*CONSIGNA 1*
Transcribe del texto sobre literatura y vida todo lo que va desde "La Biblia, concretamente" hasta "reflejamos a diario.".
*CONSIGNA 2*
Prosigue el texto sobre literatura y vida a partir del punto en que termina.

═════ TEXTO DE LECTURA

Nunca quedará lo suficientemente claro el límite entre vida y literatura, entre realidad y ficción. Porque la literatura, entendida como extensión premeditada de la imaginación, proviene de la propia vida, se nutre de ella y acaba de algún modo moldeándola y participando en ella, en un proceso simbiótico en el que tanto literatura y vida se retroalimentan, se complementan y se redefinen mutuamente. Incesantemente. La vida es fuente de inspiración para el escritor, es inevitable. E, inversamente, la literatura acaba conformando e influyendo en el propio mundo extraliterario del que proviene. Los libros son espacios porosos que, en la mente del lector, se constituyen como puentes, umbrales bidireccionales entre la realidad física y el universo ficcional.

La literatura de ficción y la poesía son actividades límite, ´deportes de riesgo' que hacen uso de un lenguaje distinto al habitual para dar cuenta de ese otro mundo que son los sentimientos, lo incognoscible, lo inenarrable, lo etéreo, lo imposible, lo imaginario. Los sueños, la imaginación, la memoria, la locura medida, el amor, los viajes mentales. Todo un cúmulo de imágenes y voces que se disolverían en la noche del olvido si no fuese porque los viejos aedos y los nuevos narradores han cantado o han grabado sobre el papel en forma de gestas o cantos, leyendas, relatos, crónicas o artículos de periódico. La literatura al final es el testimonio de nuestra vida mental, es la crónica oficiosa de nuestros sueños, y gracias a ella se conservan nuestros más viejos delirios y fantasías. La literatura es una radiografía de nuestra imaginación.

La Biblia, concretamente en el Evangelio de San Juan, anuncia que «la verdad os hará libres». En realidad, es la ficción la que nos hará libres. Sin imaginación, sin exaltación del mundo onírico, sin fantasía que decore nuestra prosaica existencia nunca habrá una liberación total. Sin ficción nada tiene sentido. La realidad, de hecho, cobra sentido porque existe ese otro mundo especular de ficciones en el que nos reflejamos a diario.

══════════
═════ ENTRADAS PROPORCIONADAS

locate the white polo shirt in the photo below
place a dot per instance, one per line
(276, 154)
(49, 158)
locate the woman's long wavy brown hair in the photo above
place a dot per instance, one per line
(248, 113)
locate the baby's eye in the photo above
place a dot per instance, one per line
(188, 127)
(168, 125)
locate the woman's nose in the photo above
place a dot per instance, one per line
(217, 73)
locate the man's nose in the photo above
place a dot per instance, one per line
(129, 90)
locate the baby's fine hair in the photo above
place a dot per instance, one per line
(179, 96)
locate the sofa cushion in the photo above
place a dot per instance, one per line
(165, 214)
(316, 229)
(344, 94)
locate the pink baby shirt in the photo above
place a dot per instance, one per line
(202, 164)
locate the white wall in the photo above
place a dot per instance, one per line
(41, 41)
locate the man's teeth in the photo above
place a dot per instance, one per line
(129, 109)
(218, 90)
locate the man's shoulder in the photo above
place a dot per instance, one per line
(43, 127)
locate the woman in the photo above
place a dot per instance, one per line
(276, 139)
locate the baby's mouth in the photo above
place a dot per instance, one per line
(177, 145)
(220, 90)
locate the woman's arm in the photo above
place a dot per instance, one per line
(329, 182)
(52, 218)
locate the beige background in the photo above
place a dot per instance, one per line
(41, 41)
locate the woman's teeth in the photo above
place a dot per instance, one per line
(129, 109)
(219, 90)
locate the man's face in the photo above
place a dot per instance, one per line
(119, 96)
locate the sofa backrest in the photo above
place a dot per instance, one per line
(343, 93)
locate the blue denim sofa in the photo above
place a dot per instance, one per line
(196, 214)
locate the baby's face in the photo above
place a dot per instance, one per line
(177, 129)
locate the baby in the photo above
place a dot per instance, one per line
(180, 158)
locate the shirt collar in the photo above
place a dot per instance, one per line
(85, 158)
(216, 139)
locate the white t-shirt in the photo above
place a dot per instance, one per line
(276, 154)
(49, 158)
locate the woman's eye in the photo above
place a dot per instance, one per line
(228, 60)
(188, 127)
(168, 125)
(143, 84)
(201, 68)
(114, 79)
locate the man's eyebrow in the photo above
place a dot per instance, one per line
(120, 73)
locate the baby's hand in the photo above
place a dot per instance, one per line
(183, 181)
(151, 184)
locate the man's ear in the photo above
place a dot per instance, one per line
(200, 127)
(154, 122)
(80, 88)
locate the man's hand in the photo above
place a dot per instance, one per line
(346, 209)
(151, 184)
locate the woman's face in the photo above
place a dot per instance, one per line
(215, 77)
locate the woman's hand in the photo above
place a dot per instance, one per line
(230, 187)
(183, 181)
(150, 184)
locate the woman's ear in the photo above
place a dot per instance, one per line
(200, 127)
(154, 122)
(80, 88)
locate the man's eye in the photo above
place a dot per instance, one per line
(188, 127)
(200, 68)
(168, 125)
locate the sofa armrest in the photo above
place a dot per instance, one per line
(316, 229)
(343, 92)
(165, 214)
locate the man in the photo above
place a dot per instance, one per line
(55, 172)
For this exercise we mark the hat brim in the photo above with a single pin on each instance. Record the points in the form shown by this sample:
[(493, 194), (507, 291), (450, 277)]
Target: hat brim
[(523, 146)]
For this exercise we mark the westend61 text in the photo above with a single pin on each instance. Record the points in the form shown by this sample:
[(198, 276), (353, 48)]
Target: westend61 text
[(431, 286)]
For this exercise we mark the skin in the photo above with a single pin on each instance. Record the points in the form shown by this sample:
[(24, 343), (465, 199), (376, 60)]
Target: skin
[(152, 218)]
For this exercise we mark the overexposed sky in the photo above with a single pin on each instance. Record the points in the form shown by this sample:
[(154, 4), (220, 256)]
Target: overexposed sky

══════════

*ESPACIO DE RESPUESTA 1*
La Biblia, concretamente en el Evangelio de San Juan, anuncia que «la verdad os hará libres». En realidad, es la ficción la que nos hará libres. Sin imaginación, sin exaltación del mundo onírico, sin fantasía que decore nuestra prosaica existencia nunca habrá una liberación total. Sin ficción nada tiene sentido. La realidad, de hecho, cobra sentido porque existe ese otro mundo especular de ficciones en el que nos reflejamos a diario.

*ESPACIO DE RESPUESTA 2*
El niño no necesita la literatura porque su mundo es totalmente fantástico. Cuando comenzamos a crecer, a envejecer, la rutina nos aleja de esa evanescencia infantil que nos impelía a recrear una especie de mundo inmersivo en el que todo era posible.

La vida adulta (adulterada de excesiva realidad y compromisos con las miserias materiales) nos obliga a relegar la imaginación. Esta deja de ser una virtud para convertirse en un estorbo poco pragmático e inservible. La oficina acaba sofocando al díscolo Peter Pan que habita en nosotros, al quimérico Quijote en busca de molinos, y lo sustituye por un más terrenal Sancho. Las sociedades primitivas viven el mundo de los sueños con total naturalidad. Los occidentales, sin embargo, hemos demonizado los sueños y los hemos relegado a la noche. Nos alejamos de la hoguera primigenia en la que se cantan epopeyas.

¿Hacia dónde nos dirigimos? El fin del mundo no es un apocalipsis sin aire ni árboles. Es un distópico escenario en el que nadie lee ficción, un mundo en el que tan solo exista la realidad que arde a 451 grados Fahrenheit.